## What is required
Output every record below exactly as it appears.

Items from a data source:
━━━━━━━━━━━━━━━━━━━━━━━━━━━━━━
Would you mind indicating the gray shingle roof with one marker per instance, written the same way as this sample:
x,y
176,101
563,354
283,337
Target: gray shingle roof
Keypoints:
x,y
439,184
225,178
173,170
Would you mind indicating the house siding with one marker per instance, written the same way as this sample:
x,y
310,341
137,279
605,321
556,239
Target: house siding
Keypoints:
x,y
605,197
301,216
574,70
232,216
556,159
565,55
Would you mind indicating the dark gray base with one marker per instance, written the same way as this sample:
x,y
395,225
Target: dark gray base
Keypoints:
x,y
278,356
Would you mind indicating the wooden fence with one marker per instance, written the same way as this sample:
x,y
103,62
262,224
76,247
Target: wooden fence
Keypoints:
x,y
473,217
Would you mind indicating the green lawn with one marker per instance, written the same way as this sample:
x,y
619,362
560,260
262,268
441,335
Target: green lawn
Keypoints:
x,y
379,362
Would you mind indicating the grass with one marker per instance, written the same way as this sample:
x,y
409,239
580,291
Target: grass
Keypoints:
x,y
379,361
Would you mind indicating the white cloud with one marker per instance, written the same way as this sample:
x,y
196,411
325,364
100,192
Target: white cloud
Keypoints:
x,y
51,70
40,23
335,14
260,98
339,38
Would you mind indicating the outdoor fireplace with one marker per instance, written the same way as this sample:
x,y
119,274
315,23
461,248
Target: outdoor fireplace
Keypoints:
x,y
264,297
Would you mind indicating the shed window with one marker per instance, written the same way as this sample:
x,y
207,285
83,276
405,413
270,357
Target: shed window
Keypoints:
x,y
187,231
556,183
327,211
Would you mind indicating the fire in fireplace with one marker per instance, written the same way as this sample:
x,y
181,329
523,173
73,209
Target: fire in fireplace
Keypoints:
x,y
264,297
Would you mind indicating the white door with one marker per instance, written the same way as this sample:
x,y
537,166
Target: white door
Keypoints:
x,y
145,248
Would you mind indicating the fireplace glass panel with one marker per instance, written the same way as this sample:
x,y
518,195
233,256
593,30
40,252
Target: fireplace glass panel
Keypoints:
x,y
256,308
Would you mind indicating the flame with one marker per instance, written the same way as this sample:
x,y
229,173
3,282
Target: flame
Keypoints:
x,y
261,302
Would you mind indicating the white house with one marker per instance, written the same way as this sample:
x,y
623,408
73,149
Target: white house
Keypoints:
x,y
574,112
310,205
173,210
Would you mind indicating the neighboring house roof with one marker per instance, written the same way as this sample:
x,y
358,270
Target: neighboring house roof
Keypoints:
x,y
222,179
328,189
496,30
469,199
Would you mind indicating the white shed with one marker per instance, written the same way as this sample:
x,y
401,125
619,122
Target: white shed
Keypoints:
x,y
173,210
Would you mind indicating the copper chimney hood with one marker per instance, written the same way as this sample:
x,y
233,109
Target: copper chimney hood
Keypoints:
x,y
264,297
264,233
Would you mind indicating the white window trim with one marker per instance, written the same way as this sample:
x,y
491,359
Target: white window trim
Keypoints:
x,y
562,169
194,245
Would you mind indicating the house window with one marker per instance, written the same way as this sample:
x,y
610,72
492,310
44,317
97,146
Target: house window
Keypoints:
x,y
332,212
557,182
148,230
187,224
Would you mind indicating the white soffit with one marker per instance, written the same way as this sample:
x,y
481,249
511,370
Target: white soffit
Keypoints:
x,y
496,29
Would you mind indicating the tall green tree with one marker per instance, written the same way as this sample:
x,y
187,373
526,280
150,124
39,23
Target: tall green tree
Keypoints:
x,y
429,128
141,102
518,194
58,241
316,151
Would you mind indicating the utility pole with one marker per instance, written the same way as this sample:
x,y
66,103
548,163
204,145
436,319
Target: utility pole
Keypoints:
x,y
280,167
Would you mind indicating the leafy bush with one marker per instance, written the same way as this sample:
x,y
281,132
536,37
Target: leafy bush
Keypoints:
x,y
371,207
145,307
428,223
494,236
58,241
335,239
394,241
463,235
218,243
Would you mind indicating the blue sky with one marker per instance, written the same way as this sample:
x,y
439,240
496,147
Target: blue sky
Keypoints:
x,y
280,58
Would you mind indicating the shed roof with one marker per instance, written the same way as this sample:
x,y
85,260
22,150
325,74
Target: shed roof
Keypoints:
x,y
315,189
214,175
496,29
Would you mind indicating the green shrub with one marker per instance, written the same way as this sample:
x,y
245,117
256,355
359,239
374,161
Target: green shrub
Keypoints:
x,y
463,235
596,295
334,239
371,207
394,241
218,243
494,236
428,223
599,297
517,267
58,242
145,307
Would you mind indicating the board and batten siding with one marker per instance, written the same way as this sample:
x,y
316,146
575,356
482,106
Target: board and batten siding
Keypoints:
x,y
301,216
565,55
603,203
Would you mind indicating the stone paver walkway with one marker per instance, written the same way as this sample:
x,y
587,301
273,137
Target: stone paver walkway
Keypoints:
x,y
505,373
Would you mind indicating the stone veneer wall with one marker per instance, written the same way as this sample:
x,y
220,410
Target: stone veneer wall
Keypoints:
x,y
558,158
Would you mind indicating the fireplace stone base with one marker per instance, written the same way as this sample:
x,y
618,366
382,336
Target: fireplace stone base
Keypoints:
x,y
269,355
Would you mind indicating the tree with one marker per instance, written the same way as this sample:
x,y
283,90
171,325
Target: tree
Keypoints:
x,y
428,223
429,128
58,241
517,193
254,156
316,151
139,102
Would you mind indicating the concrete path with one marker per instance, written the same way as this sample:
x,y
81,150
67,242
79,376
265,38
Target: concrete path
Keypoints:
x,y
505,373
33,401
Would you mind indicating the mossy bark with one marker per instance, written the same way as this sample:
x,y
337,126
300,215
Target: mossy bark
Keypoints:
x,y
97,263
━━━━━━━━━━━━━━━━━━━━━━━━━━━━━━
## Completed task
Would you mind indicating the gray shingle roof with one marker per instance, written the same way as this sample:
x,y
176,101
563,354
283,337
Target: gray shingle roof
Keypoints:
x,y
439,184
225,178
173,170
Would you mind indicating the house siding with one marker per instance, written the same way as this sample:
x,y
310,341
137,279
605,321
556,239
Target: house siding
Keypoints:
x,y
605,197
301,216
574,70
232,216
556,159
565,55
Would you mind indicating the dark gray base with one marker per instance, written the same way as this sample:
x,y
395,225
Target: dark gray base
Keypoints:
x,y
278,356
Would you mind indicating the wooden fence with one marker per instance, written the same way as this sample:
x,y
103,62
262,224
76,247
Target: wooden fence
Keypoints:
x,y
473,217
Would you mind indicating the green lawn with one marker per instance, written the same way as this sample:
x,y
619,362
560,260
262,268
441,335
Target: green lawn
Keypoints:
x,y
379,362
Would you mind indicating the grass with one marker per instance, written the same way as this sample:
x,y
409,239
580,291
Target: grass
Keypoints:
x,y
379,361
Would you mind indicating the white cloud with one marker per instance, written the same way as this sample:
x,y
196,411
325,364
100,192
Target: white cloud
Keypoints:
x,y
51,70
40,23
335,14
260,98
339,38
Would you mind indicating the outdoor fireplace with one marker per instance, written the same way as this sample:
x,y
119,274
315,23
461,248
Target: outdoor fireplace
Keypoints:
x,y
264,297
Would you mind indicating the shed window with one marker per instance, written the same way as this sample:
x,y
207,285
83,276
405,413
270,357
Target: shed window
Keypoints:
x,y
187,231
556,183
327,211
Would you mind indicating the fire in fireplace with one marker per instance, written the same way as this sample:
x,y
181,329
523,173
73,209
Target: fire in fireplace
Keypoints:
x,y
264,297
Would you mind indicating the white door with one marker per instance, written the same way as this sample:
x,y
537,166
Target: white door
Keypoints:
x,y
145,248
Would you mind indicating the fireplace glass panel with one marker per instance, written the same way as this sample:
x,y
518,195
233,256
593,30
40,252
Target: fireplace glass panel
Keypoints:
x,y
256,308
Would you mind indicating the flame with one marker per instance, written the same way as this sample:
x,y
229,173
3,282
Target: flame
Keypoints:
x,y
261,302
Would you mind indicating the white house with one marker per instance, written the same way as this sample:
x,y
623,408
73,149
Target: white house
Keypoints:
x,y
574,112
310,205
173,210
Would you mind indicating the neighboring house roof with one marker per instance, written the same way as this sample:
x,y
358,270
Target: neighboring house roof
Keypoints:
x,y
222,179
328,189
496,30
469,199
Would you mind indicating the white shed with one marker per instance, written the same way as this sample:
x,y
401,125
619,122
Target: white shed
Keypoints:
x,y
173,210
Would you mind indicating the copper chimney hood with one marker per instance, written the same way as this sample:
x,y
233,109
Target: copper chimney hood
Keypoints:
x,y
264,297
264,233
Would you mind indicating the white window trim with one marker per instance, written the same way as this sample:
x,y
491,359
Target: white window trim
Keypoints:
x,y
562,169
194,245
Would you mind indicating the house window with one marker per instance, written the same way as this sample:
x,y
610,72
492,310
44,317
97,146
Target: house window
Keypoints:
x,y
332,212
557,182
148,230
187,224
Would you mind indicating the white soffit with one marker per instance, written the same way as this sample:
x,y
481,249
511,370
Target: white soffit
Keypoints:
x,y
496,29
Would you mind indicating the tall green tree with one marker per instance, written the same way as this sample:
x,y
187,373
526,280
150,124
39,23
Target: tall green tree
Keypoints:
x,y
429,128
141,102
518,194
58,241
316,151
Would you mind indicating the utility pole with one marker per instance, written the same way as this sample:
x,y
66,103
548,163
204,145
436,319
Target: utility pole
Keypoints:
x,y
280,167
Would you mind indicating the leafy bush with one marker per instance, written the same way as this sample:
x,y
281,132
536,37
Target: leafy bush
Keypoints:
x,y
371,207
145,307
428,223
494,236
58,241
335,239
394,241
463,235
218,243
Would you mind indicating the blue sky with one marker per instance, written the same way as this sample:
x,y
439,240
496,147
Target: blue sky
Keypoints:
x,y
280,58
Would you mind indicating the shed roof with one marker per instance, written the same way as this sample:
x,y
85,260
22,150
325,74
Target: shed roof
Keypoints:
x,y
315,189
214,175
496,29
Would you mind indicating the green shrub with one marker per instance, written the same way as this sample:
x,y
245,117
256,355
359,239
374,161
Target: green shrub
Keypoints:
x,y
463,235
596,295
334,239
371,207
394,241
218,243
494,236
428,223
599,297
517,267
58,242
145,307
Would you mind indicating the board and batten siding with one marker per instance, written the same way as this sample:
x,y
316,146
575,356
482,106
Target: board and batten siding
Keypoints:
x,y
301,216
565,55
603,203
Would you mind indicating the stone paver walkway with one marker per instance, written the same way as this sample:
x,y
587,301
273,137
Target: stone paver walkway
Keypoints:
x,y
505,373
Would you mind indicating the stone veneer wall with one marker per instance, written the same way as this sample:
x,y
220,410
Target: stone veneer wall
Keypoints:
x,y
558,158
Would you mind indicating the fireplace stone base with one marker per instance, written the same way as this sample:
x,y
618,366
382,336
Target: fireplace stone base
Keypoints:
x,y
269,355
Would you mind indicating the tree with one marker per instance, written the same way as this sample:
x,y
283,90
171,325
Target: tree
Keypoints:
x,y
428,223
429,128
58,241
517,193
254,156
316,151
139,102
Would you mind indicating the concrete path with one marker per instance, written the same way as this sample:
x,y
81,150
67,242
79,376
265,38
Target: concrete path
Keypoints:
x,y
505,373
33,401
Would you mind indicating the mossy bark with one marker per instance, written the same way as this sample:
x,y
337,126
300,215
Target: mossy bark
Keypoints:
x,y
97,263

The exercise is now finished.